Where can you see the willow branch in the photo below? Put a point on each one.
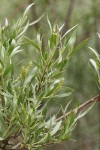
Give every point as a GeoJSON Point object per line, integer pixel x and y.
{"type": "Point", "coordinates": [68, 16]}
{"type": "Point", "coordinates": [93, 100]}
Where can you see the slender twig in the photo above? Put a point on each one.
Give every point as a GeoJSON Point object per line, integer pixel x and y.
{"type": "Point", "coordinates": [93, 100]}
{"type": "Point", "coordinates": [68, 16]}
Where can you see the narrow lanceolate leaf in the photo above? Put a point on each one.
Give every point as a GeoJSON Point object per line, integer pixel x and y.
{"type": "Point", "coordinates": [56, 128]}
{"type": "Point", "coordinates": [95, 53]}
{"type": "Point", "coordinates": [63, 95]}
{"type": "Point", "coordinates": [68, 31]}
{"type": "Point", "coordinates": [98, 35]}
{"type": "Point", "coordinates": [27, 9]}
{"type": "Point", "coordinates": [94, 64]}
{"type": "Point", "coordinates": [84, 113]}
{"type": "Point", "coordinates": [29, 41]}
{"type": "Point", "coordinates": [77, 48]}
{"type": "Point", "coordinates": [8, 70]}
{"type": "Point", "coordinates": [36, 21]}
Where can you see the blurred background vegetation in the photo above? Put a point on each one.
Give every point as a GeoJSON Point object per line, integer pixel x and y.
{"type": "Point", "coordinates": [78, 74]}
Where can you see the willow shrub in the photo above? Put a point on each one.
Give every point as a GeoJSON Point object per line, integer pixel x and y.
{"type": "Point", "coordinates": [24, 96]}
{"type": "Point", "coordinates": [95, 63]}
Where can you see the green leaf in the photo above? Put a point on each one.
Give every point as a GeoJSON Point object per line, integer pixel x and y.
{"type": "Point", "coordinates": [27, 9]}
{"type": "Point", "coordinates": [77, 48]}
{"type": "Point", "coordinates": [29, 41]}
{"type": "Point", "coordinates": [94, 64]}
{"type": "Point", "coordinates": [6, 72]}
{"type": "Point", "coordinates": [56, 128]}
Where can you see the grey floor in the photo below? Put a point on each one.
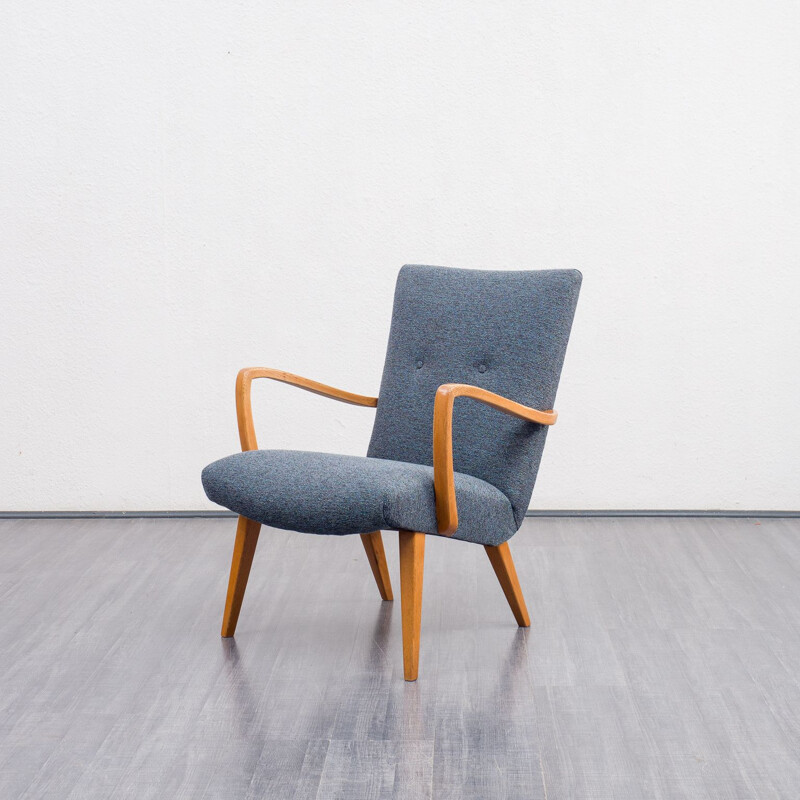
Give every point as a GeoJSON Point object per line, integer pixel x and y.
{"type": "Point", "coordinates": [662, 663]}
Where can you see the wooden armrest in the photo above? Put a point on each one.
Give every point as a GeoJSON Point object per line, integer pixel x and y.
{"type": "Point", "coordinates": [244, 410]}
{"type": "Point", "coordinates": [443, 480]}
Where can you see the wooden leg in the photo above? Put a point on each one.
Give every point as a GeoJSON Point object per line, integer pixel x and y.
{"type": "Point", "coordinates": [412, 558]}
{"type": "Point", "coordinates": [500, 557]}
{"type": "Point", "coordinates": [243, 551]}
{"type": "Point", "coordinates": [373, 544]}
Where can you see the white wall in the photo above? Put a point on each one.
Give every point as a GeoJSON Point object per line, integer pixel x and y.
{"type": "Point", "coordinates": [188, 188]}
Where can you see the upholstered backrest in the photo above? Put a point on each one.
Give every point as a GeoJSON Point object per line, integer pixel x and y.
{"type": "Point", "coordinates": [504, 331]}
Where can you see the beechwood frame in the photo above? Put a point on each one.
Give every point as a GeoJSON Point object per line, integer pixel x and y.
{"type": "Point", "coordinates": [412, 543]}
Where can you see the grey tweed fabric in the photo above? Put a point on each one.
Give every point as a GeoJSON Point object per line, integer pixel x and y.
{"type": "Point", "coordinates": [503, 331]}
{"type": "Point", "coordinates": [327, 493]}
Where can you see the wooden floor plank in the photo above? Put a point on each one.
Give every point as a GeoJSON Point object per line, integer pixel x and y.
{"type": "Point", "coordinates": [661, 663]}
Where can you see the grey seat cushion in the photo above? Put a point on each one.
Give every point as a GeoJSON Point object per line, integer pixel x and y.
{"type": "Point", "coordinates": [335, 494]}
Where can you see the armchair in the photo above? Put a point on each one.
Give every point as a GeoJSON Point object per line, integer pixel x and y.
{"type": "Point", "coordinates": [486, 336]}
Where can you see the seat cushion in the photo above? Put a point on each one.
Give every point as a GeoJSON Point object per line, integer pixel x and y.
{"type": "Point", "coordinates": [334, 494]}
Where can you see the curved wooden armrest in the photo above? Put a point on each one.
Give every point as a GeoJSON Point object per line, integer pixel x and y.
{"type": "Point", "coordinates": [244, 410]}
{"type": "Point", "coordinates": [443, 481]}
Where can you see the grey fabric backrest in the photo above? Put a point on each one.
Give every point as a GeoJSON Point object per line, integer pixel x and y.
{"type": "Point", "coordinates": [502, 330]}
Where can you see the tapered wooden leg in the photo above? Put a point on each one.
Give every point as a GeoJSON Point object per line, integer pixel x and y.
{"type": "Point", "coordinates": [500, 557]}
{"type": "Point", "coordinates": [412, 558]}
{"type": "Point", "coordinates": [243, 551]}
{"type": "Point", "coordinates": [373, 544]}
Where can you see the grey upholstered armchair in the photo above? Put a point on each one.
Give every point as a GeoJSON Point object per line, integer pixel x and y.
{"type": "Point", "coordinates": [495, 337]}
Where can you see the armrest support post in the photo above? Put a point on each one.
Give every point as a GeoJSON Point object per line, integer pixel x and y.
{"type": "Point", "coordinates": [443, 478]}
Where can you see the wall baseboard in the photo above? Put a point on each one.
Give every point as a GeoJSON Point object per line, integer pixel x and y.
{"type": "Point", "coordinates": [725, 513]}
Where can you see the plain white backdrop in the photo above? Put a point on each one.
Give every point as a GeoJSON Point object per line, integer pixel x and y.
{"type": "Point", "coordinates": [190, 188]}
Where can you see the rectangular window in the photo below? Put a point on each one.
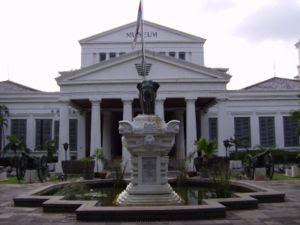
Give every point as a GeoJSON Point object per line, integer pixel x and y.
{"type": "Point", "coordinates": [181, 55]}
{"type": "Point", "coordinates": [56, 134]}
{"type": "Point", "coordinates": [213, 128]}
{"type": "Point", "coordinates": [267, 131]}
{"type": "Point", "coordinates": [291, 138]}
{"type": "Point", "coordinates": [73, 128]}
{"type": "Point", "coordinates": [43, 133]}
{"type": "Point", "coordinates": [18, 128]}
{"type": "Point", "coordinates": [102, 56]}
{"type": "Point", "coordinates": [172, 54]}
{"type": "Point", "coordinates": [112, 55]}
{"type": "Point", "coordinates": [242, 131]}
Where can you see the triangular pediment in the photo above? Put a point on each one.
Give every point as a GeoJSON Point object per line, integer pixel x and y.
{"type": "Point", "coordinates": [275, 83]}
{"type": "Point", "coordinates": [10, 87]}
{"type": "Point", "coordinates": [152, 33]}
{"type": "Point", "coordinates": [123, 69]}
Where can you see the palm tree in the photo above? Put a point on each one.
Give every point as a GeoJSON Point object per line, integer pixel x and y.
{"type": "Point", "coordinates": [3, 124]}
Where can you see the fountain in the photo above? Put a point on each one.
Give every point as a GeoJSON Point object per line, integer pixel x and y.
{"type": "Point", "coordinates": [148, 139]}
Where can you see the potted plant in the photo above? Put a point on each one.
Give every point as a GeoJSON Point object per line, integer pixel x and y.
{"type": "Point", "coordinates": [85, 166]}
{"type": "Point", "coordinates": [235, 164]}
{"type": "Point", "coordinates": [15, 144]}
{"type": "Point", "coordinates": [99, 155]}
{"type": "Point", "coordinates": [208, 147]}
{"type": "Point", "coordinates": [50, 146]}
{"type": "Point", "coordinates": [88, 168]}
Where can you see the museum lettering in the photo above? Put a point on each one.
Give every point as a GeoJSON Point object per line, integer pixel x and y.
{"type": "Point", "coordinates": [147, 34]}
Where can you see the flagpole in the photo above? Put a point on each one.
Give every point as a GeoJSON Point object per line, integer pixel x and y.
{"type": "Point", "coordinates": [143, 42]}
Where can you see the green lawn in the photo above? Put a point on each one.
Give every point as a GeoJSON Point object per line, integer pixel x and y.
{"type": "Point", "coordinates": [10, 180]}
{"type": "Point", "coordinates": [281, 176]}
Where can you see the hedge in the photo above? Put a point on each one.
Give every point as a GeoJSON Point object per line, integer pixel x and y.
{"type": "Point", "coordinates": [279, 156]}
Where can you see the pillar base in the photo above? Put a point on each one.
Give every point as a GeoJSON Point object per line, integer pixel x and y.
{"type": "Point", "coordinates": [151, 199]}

■ **Task to carry out**
Extract every line from the one with "Where can you see the triangular" down to the final line above, both included, exactly as written.

■ **Answer**
Where can you see the triangular pediment in the photo above? Put a point on each one.
Give every point as a GeoJSON Point object per line, integer pixel x and y.
{"type": "Point", "coordinates": [275, 83]}
{"type": "Point", "coordinates": [10, 87]}
{"type": "Point", "coordinates": [152, 33]}
{"type": "Point", "coordinates": [123, 69]}
Where can you see the palm tree in the photo above? Put a point on each one.
Give every point as a GeoJSON Point object per line, integer pixel x and y.
{"type": "Point", "coordinates": [3, 124]}
Where can you see the fountain in the photo above? Put a point on each one.
Give every point as a GeoJSON Point object per line, integer pixel x and y.
{"type": "Point", "coordinates": [148, 139]}
Where can you see the potted plant in the photo above? Put a point on each one.
Give every point as a GeoJSON Point object per line, integer pixel x and y.
{"type": "Point", "coordinates": [85, 166]}
{"type": "Point", "coordinates": [235, 164]}
{"type": "Point", "coordinates": [15, 144]}
{"type": "Point", "coordinates": [99, 155]}
{"type": "Point", "coordinates": [208, 147]}
{"type": "Point", "coordinates": [50, 146]}
{"type": "Point", "coordinates": [88, 168]}
Where can you see the museum lettering in the photo above? Put a point on each one.
Give every point as a GeoJSON Point object per line, integer pixel x and y.
{"type": "Point", "coordinates": [147, 34]}
Where can you see the flagpole in the photo above? Put a point on each one.
Give every point as a GeoJSON Point object per line, integer pixel x and y.
{"type": "Point", "coordinates": [143, 42]}
Where can you see the green lawn in the photo above? Put a point on each one.
Give every point as a GeoJSON Point object per line, integer pixel x and y.
{"type": "Point", "coordinates": [10, 180]}
{"type": "Point", "coordinates": [281, 176]}
Where can you see the hedge in the photo above? Put a point on each one.
Give every point as a GeoJSON Point object per line, integer pixel x and y.
{"type": "Point", "coordinates": [279, 156]}
Where can you see the pillar base in the photo above? Put a point on each one.
Give every point as a GeoJSON Point object per line, integer pixel x and y.
{"type": "Point", "coordinates": [151, 199]}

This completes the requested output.